What you need to do: Copy the material below from its first line up to and including the line with "x=508 y=275", swapping "Query" for "Prompt" and leaving everything else unchanged.
──────────────────────────────
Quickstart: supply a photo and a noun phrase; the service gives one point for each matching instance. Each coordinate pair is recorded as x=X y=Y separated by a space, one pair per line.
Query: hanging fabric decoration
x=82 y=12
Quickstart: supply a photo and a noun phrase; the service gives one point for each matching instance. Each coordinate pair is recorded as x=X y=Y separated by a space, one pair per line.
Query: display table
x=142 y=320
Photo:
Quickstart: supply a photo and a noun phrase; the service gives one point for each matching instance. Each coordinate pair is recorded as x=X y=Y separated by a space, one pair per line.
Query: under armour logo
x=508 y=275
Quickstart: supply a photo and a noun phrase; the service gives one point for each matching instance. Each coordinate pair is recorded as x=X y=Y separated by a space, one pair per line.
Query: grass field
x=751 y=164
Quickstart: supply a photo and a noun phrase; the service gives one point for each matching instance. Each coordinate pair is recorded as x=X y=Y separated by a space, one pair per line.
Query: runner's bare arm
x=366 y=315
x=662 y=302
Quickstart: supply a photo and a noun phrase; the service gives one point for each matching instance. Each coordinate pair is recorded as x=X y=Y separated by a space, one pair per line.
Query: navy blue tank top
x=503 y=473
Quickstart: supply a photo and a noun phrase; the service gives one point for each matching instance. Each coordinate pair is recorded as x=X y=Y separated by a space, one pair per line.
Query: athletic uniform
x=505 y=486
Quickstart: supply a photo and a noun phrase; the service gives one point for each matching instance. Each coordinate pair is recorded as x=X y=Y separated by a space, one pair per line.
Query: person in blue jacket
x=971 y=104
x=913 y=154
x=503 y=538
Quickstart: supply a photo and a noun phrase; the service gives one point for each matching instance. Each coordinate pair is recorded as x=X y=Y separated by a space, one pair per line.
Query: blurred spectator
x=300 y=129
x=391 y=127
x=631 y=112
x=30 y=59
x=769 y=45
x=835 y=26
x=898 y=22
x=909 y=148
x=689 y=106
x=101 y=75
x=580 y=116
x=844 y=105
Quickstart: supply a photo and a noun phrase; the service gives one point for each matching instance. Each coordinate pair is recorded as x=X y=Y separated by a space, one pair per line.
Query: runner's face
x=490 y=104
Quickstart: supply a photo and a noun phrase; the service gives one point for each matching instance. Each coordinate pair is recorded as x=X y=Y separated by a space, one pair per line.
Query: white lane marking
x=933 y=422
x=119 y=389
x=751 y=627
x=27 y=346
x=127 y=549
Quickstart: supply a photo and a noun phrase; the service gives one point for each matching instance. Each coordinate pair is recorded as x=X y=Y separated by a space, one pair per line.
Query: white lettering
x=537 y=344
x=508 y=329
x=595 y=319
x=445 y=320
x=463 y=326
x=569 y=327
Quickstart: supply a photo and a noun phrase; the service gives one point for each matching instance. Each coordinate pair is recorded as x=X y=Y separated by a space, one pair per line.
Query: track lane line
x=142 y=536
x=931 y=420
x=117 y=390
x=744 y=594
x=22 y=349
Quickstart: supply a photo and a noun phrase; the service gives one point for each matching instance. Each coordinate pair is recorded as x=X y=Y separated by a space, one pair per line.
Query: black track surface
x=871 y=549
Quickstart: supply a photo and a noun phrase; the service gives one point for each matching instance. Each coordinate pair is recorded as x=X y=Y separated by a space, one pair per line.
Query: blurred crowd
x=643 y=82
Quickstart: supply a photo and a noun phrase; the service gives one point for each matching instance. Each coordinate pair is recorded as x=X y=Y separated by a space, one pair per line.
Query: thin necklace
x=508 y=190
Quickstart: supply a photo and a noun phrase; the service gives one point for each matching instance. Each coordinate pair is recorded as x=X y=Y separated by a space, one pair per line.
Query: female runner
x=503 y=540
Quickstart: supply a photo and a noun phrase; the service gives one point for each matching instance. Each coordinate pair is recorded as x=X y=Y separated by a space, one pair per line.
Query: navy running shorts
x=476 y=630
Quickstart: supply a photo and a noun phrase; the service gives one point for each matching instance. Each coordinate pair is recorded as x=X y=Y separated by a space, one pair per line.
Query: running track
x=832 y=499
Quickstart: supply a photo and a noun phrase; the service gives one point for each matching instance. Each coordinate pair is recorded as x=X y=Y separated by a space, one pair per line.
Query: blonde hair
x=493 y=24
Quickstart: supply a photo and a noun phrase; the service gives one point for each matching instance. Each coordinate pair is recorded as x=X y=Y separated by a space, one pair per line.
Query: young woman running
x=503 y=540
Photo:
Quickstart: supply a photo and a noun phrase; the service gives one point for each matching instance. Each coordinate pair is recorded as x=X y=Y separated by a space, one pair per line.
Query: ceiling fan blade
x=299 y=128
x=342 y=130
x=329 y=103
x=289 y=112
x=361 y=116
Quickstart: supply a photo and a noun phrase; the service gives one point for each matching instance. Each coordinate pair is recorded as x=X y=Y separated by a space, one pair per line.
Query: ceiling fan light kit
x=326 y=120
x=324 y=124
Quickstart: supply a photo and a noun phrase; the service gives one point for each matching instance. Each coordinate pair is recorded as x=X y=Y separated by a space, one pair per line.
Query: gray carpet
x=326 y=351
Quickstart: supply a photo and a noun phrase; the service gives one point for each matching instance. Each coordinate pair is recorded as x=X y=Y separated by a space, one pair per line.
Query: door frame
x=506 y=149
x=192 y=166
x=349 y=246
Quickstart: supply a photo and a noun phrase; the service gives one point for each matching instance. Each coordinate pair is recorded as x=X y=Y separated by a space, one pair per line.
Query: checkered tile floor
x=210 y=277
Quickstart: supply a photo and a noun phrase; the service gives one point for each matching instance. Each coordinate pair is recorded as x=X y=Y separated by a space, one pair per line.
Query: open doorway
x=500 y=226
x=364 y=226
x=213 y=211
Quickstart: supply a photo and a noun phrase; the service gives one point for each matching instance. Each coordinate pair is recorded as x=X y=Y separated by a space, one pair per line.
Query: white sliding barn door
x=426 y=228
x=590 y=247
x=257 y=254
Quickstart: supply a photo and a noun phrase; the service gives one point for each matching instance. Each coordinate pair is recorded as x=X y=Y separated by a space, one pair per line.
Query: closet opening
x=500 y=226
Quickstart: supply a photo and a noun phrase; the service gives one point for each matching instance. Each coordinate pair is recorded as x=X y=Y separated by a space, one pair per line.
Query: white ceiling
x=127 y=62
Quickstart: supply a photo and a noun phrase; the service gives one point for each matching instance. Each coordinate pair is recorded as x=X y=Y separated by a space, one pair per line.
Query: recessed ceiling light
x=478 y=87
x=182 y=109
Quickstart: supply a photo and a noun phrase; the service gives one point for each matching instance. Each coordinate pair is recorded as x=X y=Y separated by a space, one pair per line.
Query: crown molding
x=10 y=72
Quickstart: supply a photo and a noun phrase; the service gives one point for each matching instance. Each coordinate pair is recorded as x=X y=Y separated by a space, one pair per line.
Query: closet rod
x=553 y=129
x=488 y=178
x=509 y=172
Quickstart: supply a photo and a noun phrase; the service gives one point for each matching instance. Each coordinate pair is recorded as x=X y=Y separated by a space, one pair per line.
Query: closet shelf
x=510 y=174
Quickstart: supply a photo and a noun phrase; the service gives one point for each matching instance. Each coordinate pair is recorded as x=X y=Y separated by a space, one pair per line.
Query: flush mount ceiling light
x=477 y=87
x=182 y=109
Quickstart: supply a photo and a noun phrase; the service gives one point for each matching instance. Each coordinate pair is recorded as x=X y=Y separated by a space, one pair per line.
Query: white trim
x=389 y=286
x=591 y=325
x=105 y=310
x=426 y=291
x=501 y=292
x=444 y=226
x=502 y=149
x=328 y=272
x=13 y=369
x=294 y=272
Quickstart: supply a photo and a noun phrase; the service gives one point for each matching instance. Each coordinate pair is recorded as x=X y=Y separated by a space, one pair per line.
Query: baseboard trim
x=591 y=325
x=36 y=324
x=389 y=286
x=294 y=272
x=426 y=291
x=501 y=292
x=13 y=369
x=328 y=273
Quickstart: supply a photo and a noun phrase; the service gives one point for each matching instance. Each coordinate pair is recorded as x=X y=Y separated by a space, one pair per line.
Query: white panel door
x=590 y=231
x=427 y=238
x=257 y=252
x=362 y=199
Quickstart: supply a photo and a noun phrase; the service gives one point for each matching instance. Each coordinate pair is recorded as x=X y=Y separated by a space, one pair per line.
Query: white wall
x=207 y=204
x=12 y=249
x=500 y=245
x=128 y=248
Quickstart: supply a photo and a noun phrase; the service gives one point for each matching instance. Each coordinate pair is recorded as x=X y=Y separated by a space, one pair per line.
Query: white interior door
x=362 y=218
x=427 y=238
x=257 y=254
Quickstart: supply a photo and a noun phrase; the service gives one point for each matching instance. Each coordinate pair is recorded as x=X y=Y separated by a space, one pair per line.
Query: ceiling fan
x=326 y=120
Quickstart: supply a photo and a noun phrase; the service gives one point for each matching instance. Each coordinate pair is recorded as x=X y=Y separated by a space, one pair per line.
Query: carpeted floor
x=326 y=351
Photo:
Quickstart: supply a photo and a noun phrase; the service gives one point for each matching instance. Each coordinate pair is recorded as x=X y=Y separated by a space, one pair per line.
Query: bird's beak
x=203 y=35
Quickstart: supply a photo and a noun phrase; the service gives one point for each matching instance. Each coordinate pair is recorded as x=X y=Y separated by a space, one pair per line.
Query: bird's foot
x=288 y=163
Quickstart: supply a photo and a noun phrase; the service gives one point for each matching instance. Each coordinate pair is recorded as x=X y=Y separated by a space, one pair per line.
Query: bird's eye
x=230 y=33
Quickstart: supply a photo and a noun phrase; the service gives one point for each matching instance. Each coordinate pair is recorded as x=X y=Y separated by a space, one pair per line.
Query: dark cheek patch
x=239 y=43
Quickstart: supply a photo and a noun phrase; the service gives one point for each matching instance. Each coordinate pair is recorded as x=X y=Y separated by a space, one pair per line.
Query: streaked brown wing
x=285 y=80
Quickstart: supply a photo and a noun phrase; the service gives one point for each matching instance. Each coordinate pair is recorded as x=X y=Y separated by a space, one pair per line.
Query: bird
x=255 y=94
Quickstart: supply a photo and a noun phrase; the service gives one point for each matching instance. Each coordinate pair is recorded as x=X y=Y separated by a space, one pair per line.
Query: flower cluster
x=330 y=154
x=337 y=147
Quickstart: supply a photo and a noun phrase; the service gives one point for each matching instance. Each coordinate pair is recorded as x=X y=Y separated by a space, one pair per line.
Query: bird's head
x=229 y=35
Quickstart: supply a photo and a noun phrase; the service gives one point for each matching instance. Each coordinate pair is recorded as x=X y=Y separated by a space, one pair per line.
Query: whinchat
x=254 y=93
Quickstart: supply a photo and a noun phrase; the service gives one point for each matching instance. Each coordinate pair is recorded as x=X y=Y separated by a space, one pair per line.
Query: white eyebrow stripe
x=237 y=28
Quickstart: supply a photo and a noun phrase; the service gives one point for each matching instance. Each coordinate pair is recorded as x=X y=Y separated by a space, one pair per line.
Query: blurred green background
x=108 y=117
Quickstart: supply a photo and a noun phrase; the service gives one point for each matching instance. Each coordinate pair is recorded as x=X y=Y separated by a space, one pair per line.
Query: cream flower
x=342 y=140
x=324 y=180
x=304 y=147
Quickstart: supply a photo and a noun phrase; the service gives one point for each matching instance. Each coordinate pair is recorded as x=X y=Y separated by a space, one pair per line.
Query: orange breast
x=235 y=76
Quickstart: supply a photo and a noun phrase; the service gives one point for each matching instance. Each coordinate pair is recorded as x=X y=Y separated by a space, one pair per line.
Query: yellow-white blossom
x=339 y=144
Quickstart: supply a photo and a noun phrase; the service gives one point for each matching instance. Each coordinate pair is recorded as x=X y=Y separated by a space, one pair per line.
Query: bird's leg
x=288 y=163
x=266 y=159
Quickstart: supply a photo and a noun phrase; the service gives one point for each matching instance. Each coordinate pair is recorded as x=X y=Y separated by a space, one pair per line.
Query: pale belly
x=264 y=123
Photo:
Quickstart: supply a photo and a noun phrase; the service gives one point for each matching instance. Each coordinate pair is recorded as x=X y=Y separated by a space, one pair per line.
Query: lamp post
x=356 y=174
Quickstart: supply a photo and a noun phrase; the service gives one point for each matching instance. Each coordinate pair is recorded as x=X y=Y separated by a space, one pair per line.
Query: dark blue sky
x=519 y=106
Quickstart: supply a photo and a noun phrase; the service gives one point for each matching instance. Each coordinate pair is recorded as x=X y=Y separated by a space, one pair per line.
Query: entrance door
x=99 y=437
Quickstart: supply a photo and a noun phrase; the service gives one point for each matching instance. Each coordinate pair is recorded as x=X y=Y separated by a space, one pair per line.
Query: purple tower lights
──────────────────────────────
Task output:
Quickstart: supply a photo and a noun phrase; the service gives one point for each matching instance. Each coordinate pair is recorded as x=X y=Y separated by a space, one pair per line.
Prompt: hanging fabric decoration
x=82 y=12
Quickstart: supply a photo and a noun phrase; the service gives one point for each matching instance. Each coordinate pair is recorded as x=X y=Y separated by a space, one pair per line.
Prompt: display table
x=142 y=320
Photo:
Quickstart: supply a photo and a noun phrase; the service gives one point for each matching instance. Each coordinate pair is recorded as x=X y=Y separated by a space, one pair per line.
Prompt: under armour logo
x=508 y=275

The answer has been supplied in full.